____ GIVEN PASSAGE
“Delicious autumn! My very soul is wedded to it, and if I were a bird I would fly about the earth seeking the successive autumns.” ~George Eliot
I love autumn, but as it turns out, I am unwittingly flying about the Earth seeking successive summers. Although the idea of ‘endless summer’ seems wistfully appealing when one is stuck at work in November or shoveling snow in February, for someone like me who has always lived in areas with four distinct seasons) it’s actually a bit strange to live it. I have always loved autumn for the same reasons everyone else does. Being outside is a pleasure, with pumpkin and apple picking, hayrides, bug-free evenings around the fire pit, and enjoying a Sam Adams Octoberfest while Lily jumps in piles of freshly-raked leaves (hopefully without any doggie leftovers). This is why I am embarrassed that it had basically escaped my attention that autumn was even here. Last night, on a quick visit to hotels.com, ads for “autumn in Vermont” popped up, warning shoppers to hurry and book for fall foliage! A photo of a country lane with split rail fence lined with bright orange maple trees accompanied the ad, and I felt a little nostalgic. I had to stop and look around, confused. “What day is this? Is it really the autumnal equinox?” Of course it doesn’t look like it. I sit among palms and blooming bougainvillea on another of the Greek Islands, where the sky is blue, the sun shines on the turquoise ocean, and my wardrobe consists of alternating between my swimsuit cover up and cutoff jean shorts, just as it’s been for the last month. I dumbly notice that it’s about 5-10 degrees cooler than it has been the last few weeks, and perhaps slightly windier.
________
____ DATA SECTION
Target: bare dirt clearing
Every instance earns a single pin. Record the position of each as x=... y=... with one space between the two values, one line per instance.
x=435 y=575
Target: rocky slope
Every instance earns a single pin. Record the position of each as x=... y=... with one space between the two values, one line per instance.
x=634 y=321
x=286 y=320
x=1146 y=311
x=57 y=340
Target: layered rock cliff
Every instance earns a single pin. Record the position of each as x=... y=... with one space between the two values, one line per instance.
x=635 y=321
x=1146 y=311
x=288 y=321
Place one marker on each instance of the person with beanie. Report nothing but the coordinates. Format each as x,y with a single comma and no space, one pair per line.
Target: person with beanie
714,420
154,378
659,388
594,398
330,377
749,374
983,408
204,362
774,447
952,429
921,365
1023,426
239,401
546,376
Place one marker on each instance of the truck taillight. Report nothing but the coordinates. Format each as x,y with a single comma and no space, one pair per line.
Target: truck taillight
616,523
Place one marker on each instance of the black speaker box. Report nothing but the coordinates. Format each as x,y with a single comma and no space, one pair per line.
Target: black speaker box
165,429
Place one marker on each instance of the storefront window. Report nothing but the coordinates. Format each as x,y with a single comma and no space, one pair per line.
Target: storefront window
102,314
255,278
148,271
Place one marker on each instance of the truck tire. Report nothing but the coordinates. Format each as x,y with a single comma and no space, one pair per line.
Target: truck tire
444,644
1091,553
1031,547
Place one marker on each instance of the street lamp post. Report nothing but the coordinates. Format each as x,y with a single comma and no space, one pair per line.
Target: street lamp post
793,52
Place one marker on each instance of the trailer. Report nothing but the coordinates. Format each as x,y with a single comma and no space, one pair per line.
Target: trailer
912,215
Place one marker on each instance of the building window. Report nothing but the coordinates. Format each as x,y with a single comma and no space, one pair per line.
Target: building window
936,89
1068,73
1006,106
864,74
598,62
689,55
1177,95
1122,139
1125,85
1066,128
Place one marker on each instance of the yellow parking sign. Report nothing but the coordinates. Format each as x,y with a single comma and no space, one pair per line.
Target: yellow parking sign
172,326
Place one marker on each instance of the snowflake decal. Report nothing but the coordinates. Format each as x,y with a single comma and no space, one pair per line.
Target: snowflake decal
________
EXERCISE REQUIREMENTS: In the passage about autumn, what does the writer enjoy drinking while Lily jumps in piles of leaves? The records aren't needed here.

COMPLETED EXERCISE: A Sam Adams Octoberfest.